▶ [Tareas por realizar]
1) Transcribe del texto sobre Assata Shakur el fragmento que comienza con "Las fuentes oficiales" y sigue hasta "Estudiantes No Violentos.".
2) Responde estas preguntas según el texto sobre Assata Shakur:
(a) Según las fuentes oficiales, ¿qué tenía dañado el automóvil?
(b) ¿Qué le destroza el disparo que recibe Assata al levantar las manos?
(c) ¿Cuántos disparos recibió Assata?

▶ [Texto seleccionado]

□ □ □ □

Las fuentes oficiales dicen que el automóvil tenía dañadas las luces traseras. Los oficiales Werner Foerster y James Harper deciden detenerlo, quizás informados ya de la presencia en el vehículo de tres militantes clandestinos del movimiento negro radical, o quizás sólo por que estos “conducían en estado de negritud”, según la ocurrente expresión de Mumia Abu-Jamal. En el vehículo viajan Zayd Malik Shakur, Sundiata Acoli y Assata Shakur, ex miembros del Partido Pantera Negra y por ese entonces integrantes del Ejército Negro de Liberación. Organizaciones sindicadas como “grupos de odio nacionalistas negros”, etiqueta que es aplicada de forma indiscriminada a agrupamientos de propósitos diversos como la Nación Musulmana, la República de la Nueva Afrika o el Comité Coordinador de Estudiantes No Violentos.
La escena, a partir de entonces, es rápida, confusa, trágica. La secuencia exacta de voces y movimientos es difícil de reconstruir, pero lo que sabemos es que ante los gritos de los policías Assata levanta instintivamente sus dos manos en el aire, cuando un disparo le destroza la clavícula. Sólo Zayd atina a defenderse y tomar una de las armas que están en el asiento trasero del Pontiac. Cae abatido y con él también uno de los oficiales de policía. Assata recuerda: “había luces y sirenas. Zayd estaba muerto. Mi mente sabía que él estaba muerto. El aire era como cristal frío. Se alzaban enormes burbujas y estallaban. Cada una parecía una explosión en mi pecho. Me sabía la boca a sangre y a tierra”.
Luego es sacada a rastras del vehículo. Parece no haber rastros de Sundiata. -Quizás haya logrado escapar- piensa, pero Sundiata será arrestado poco tiempo después. Mientras tanto más policías se aglomeran a su alrededor para darle una paliza. Uno de ellos le apoya el cañón de un arma reglamentaria en la sien. La acusan de haber disparado pero sus dedos, libres de pólvora según el test de activación de neutrones que le hacen en el acto, no dejan lugar a dudas. Su mano cuelga inerte, casi muerta. Assata no disparó. No pudo haber disparado con esa tira de carne flácida que le cuelga del cuerpo y supo ser su mano diestra. Ha recibido, en cambio, tres disparos: tiene un pulmón herido, una bala alojada en el pecho y un brazo completamente paralizado. Las ráfagas de dolor y una nueva tanda de golpes acaban por desvanecerla.

□ □ □ □

▶ [Ítems proporcionados]

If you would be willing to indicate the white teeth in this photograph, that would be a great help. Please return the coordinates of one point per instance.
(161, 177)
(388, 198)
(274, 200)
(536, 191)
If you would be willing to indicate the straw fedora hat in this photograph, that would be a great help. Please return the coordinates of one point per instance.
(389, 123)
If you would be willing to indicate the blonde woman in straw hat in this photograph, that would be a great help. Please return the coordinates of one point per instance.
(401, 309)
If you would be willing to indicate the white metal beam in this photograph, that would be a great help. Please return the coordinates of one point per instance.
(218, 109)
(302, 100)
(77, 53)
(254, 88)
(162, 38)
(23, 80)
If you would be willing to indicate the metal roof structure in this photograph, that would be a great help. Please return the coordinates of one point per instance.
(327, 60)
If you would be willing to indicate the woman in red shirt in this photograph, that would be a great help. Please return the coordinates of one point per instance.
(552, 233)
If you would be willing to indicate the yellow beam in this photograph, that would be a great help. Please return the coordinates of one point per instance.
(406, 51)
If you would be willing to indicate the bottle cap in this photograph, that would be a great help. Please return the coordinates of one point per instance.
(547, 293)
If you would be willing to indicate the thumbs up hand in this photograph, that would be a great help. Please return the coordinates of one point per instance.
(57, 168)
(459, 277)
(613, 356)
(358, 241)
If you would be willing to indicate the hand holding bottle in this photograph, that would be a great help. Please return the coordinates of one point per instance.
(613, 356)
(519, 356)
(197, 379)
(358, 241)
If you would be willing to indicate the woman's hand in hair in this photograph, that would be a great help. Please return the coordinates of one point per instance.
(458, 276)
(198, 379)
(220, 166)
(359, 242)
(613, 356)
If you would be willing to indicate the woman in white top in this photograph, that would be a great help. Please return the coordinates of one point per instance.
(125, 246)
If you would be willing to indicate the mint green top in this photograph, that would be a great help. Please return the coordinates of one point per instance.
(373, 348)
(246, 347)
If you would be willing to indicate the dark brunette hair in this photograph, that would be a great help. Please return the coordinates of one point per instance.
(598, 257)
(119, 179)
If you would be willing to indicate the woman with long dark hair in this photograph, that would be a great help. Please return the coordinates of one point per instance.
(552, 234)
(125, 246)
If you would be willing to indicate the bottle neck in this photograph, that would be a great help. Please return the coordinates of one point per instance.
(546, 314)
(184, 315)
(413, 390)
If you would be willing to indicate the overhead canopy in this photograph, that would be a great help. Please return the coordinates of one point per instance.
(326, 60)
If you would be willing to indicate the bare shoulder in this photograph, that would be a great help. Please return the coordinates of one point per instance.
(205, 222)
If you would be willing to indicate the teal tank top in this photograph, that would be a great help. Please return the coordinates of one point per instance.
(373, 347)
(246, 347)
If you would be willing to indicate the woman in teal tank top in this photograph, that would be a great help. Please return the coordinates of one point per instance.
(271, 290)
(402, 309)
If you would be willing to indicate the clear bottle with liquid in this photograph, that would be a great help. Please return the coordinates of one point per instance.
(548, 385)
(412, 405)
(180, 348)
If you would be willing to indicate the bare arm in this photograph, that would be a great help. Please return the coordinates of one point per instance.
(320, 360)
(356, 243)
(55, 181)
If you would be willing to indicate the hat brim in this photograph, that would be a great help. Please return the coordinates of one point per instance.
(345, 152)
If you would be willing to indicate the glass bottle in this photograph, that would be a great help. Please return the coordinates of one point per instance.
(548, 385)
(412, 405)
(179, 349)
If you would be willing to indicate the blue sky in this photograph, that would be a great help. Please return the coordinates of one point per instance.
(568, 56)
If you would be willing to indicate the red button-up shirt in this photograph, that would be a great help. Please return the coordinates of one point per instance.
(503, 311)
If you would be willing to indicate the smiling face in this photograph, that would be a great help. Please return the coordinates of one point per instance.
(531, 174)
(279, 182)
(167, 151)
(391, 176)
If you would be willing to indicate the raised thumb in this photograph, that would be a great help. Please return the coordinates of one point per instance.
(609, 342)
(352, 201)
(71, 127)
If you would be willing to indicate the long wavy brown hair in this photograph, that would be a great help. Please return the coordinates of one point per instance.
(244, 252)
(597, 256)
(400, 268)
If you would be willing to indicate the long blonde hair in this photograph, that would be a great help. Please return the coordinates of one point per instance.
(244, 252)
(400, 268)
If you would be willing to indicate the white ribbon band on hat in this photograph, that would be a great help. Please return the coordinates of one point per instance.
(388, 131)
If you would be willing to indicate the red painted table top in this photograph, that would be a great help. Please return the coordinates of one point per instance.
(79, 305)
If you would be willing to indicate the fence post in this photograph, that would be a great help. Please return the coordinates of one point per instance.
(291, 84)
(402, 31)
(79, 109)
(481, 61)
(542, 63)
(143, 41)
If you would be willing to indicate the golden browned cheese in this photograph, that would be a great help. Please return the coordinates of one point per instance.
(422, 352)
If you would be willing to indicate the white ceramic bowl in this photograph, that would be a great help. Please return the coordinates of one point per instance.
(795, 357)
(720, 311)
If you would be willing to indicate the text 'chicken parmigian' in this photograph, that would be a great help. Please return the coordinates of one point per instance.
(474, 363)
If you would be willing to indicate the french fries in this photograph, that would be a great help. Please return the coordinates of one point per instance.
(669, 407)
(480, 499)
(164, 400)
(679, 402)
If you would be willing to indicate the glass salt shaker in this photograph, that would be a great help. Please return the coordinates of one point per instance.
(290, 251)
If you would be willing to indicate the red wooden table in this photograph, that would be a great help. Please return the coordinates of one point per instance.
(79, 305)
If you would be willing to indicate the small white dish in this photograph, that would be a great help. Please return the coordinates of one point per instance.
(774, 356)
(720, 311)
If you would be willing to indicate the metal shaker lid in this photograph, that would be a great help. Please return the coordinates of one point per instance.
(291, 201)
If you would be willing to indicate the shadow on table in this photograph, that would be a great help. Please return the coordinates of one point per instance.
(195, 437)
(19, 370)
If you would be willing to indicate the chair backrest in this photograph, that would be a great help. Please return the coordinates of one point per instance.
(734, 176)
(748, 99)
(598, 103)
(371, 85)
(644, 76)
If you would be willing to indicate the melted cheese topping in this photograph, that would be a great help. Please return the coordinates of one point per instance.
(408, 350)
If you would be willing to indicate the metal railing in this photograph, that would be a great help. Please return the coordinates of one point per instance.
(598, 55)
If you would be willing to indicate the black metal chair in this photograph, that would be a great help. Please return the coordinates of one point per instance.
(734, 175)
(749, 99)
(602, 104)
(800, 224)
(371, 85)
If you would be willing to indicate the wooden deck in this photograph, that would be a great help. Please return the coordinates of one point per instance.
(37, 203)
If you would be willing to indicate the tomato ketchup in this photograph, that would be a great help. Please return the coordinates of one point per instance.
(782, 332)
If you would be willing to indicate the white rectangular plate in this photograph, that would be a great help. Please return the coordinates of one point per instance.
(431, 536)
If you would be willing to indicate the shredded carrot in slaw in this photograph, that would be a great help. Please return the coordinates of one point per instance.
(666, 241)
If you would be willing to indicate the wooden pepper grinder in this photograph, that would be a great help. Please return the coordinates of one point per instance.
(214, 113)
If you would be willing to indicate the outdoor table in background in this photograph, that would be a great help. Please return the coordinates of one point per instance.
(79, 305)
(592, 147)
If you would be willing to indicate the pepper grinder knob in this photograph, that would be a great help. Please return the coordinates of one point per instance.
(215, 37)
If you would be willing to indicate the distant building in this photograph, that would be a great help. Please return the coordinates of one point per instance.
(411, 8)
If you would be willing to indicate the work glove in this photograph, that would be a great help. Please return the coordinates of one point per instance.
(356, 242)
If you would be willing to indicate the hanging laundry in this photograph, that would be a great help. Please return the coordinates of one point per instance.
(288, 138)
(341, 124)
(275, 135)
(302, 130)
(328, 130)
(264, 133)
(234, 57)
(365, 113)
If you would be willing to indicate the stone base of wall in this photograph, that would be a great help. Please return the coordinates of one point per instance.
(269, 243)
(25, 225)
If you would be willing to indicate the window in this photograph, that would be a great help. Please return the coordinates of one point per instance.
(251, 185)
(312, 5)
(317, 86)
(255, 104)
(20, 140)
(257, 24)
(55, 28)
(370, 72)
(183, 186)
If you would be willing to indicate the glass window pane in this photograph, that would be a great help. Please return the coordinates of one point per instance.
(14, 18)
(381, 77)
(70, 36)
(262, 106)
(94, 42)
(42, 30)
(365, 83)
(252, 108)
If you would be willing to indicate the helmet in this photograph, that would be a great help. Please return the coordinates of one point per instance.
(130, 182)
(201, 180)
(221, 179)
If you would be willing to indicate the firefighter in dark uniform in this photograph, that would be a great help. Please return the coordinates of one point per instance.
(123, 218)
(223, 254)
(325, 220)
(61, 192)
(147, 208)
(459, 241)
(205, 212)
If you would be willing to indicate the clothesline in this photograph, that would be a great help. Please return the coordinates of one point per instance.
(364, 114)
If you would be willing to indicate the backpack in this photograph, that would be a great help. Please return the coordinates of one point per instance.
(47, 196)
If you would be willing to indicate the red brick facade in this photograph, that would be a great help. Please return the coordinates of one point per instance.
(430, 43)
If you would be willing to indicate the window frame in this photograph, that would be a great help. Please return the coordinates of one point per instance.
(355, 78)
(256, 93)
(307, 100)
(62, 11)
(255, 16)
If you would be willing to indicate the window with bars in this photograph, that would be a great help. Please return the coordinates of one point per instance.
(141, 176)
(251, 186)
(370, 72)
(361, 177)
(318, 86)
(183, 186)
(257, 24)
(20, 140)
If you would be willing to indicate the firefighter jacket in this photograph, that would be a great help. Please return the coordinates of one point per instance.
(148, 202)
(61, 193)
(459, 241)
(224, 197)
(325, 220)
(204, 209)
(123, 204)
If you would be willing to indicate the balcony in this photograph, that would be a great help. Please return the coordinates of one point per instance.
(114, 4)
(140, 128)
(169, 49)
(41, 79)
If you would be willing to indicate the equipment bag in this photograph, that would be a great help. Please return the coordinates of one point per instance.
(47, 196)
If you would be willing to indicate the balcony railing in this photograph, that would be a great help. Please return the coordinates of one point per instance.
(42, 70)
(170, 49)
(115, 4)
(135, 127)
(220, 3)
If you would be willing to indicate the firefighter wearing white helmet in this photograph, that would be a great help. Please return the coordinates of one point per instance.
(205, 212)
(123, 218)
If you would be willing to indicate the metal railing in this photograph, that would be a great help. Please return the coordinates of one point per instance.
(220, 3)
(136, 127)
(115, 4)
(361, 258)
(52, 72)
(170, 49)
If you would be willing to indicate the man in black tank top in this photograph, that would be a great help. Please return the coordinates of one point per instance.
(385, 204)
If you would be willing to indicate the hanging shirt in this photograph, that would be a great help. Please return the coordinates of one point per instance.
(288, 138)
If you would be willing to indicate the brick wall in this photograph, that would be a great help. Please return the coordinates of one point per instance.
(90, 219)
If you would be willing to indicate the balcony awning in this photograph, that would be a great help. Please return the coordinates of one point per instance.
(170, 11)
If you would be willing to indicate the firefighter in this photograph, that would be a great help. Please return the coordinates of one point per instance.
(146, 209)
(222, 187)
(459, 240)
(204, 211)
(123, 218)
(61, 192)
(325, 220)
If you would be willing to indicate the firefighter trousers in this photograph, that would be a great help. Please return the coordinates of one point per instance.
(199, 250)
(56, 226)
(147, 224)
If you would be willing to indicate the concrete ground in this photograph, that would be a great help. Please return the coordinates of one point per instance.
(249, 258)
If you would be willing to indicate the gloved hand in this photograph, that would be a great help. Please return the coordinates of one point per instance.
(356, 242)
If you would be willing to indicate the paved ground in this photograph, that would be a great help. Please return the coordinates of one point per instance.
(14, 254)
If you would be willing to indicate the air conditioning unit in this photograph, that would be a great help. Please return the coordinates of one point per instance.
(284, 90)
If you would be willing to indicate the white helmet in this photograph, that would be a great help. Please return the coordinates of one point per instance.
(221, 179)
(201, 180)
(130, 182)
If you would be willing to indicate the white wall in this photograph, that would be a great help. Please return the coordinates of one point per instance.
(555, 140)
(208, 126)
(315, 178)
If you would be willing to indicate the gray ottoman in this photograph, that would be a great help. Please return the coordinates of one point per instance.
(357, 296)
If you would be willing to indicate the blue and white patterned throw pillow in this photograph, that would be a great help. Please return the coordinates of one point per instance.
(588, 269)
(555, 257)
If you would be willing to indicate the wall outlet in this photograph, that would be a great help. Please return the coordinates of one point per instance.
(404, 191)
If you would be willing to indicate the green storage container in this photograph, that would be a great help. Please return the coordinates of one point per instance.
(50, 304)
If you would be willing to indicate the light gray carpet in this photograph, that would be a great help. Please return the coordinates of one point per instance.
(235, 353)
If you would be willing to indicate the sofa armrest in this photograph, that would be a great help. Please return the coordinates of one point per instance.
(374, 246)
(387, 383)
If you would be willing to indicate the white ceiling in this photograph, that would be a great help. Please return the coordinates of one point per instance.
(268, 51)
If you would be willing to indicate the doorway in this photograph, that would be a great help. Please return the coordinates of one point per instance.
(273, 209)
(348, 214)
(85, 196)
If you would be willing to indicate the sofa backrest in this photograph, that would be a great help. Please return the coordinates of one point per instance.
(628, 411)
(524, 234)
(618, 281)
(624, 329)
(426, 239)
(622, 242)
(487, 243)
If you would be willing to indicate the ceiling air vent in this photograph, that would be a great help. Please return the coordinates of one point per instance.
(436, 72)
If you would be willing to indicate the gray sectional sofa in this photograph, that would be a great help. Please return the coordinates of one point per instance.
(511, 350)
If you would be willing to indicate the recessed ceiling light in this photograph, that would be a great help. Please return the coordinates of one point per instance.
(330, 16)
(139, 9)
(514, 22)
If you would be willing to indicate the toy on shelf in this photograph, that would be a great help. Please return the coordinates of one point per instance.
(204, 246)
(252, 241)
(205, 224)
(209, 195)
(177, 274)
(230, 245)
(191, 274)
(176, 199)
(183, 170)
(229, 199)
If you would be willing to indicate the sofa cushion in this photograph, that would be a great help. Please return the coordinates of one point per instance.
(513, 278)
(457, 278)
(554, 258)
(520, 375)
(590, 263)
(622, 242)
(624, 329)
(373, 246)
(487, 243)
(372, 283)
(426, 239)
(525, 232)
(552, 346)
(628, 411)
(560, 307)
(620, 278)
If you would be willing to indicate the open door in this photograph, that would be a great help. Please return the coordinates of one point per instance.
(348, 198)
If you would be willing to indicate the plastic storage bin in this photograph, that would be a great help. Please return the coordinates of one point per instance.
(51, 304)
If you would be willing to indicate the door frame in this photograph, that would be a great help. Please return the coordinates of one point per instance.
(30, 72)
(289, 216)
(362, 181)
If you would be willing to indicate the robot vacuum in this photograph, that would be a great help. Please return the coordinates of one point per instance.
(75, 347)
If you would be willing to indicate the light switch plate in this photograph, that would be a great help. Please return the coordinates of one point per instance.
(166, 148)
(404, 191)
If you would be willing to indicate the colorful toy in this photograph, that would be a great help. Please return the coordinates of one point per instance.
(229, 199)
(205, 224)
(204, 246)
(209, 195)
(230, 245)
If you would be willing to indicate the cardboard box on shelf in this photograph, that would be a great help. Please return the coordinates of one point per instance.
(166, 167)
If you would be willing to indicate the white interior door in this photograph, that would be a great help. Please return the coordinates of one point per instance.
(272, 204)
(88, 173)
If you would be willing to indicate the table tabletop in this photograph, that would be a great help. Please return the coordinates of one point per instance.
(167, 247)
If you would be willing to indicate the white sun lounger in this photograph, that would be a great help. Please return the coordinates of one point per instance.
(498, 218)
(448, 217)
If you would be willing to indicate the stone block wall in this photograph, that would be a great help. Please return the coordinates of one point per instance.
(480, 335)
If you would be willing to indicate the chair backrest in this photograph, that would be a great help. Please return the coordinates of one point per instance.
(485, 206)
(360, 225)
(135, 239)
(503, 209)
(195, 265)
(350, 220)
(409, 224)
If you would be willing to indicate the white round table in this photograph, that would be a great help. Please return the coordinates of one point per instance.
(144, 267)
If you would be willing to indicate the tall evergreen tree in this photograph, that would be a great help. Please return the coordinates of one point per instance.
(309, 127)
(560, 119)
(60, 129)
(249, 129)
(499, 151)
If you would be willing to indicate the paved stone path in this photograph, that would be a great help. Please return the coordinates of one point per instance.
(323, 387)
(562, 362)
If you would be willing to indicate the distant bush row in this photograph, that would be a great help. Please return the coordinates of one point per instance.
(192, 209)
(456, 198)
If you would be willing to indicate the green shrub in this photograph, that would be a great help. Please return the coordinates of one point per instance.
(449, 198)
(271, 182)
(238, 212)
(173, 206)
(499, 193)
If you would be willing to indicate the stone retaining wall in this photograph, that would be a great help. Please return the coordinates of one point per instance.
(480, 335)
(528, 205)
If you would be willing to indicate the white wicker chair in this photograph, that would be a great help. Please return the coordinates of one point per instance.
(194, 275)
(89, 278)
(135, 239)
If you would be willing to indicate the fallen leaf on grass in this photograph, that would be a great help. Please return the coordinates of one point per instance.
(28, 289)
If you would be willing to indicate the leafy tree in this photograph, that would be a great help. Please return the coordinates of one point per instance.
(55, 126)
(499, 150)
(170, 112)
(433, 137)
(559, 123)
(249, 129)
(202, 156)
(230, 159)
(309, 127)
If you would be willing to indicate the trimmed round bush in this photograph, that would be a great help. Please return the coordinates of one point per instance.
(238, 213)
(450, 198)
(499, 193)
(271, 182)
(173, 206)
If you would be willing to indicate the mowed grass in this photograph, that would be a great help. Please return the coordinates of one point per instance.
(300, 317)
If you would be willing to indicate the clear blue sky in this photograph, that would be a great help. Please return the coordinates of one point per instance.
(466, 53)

□ □ □ □

▶ [Respuestas por tarea]
1)
Las fuentes oficiales dicen que el automóvil tenía dañadas las luces traseras. Los oficiales Werner Foerster y James Harper deciden detenerlo, quizás informados ya de la presencia en el vehículo de tres militantes clandestinos del movimiento negro radical, o quizás sólo por que estos “conducían en estado de negritud”, según la ocurrente expresión de Mumia Abu-Jamal. En el vehículo viajan Zayd Malik Shakur, Sundiata Acoli y Assata Shakur, ex miembros del Partido Pantera Negra y por ese entonces integrantes del Ejército Negro de Liberación. Organizaciones sindicadas como “grupos de odio nacionalistas negros”, etiqueta que es aplicada de forma indiscriminada a agrupamientos de propósitos diversos como la Nación Musulmana, la República de la Nueva Afrika o el Comité Coordinador de Estudiantes No Violentos.

2)
(a) Las luces traseras.
(b) La clavícula.
(c) Tres.